=== TEXTE SOURCE ===

Il est constant qu'à la date de présentation de la lettre recommandée notifiant le licenciement, M. [Y] avait au moins deux ans d'ancienneté dans une entreprise de 11 salariés et plus ; il y a donc lieu à l'application de l'article L. 1235-3 du code du travail dont il ressort que le juge octroie une indemnité au salarié qui ne peut être inférieure aux salaires des six derniers mois.

Compte tenu notamment de l'effectif de l'entreprise, des circonstances de la rupture, du montant de la rémunération de M. [Y], de son âge, de son ancienneté, de sa capacité à trouver un nouvel emploi eu égard à sa formation et à son expérience professionnelle et des conséquences du licenciement à son égard, tels qu'ils résultent des pièces et des explications fournies, la cour retient que l'indemnité à même de réparer intégralement le préjudice de M. [Y] doit être évaluée à la somme de 20 000 €.

Et c'est en vain que la société Emballages Diffusion soutient que c'est l'article L1235-2 dans sa version en vigueur en mai 2016 qui devait trouver à s'appliquer, limitant les dommages et intérêts à 1 mois de salaire ; en effet l'article L1235-2 dans sa version en vigueur en mai 2016 ne sanctionne ainsi que la violation de la procédure de licenciement et non l'insuffisance de motivation comme la société Emballages Diffusion le soutient en invoquant, comme étant celle de 2016, la nouvelle rédaction de l'article résultant de l'ordonnance n° 2017-1718 du 20 décembre 2017 ; en outre la cour a retenu plus haut que le licenciement de M. [Y] est sans cause réelle et sérieuse du fait du manquement de l'employeur à son obligation de reclassement : il ne s'agit pas d'une insuffisance de motivation.

===

EXERCICES |
(A) Dans le texte sur le licenciement, reprenez tout ce qui va de « Compte tenu notamment » jusqu'à « de 20 000 €. » en changeant « nouvel emploi » en « autre poste ».
(B) D'après le texte sur le licenciement, à quelle somme la cour évalue-t-elle l'indemnité destinée à réparer le préjudice de M. [Y] ?

=== DONNÉES FOURNIES ===

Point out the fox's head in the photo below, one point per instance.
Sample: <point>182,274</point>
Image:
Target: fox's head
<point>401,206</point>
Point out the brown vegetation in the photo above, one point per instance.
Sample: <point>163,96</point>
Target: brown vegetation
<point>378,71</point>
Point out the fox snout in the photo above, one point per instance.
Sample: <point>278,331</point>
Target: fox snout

===

CORRIGÉS |
(A)
Compte tenu notamment de l'effectif de l'entreprise, des circonstances de la rupture, du montant de la rémunération de M. [Y], de son âge, de son ancienneté, de sa capacité à trouver un autre poste eu égard à sa formation et à son expérience professionnelle et des conséquences du licenciement à son égard, tels qu'ils résultent des pièces et des explications fournies, la cour retient que l'indemnité à même de réparer intégralement le préjudice de M. [Y] doit être évaluée à la somme de 20 000 €.

(B) À la somme de 20 000 €.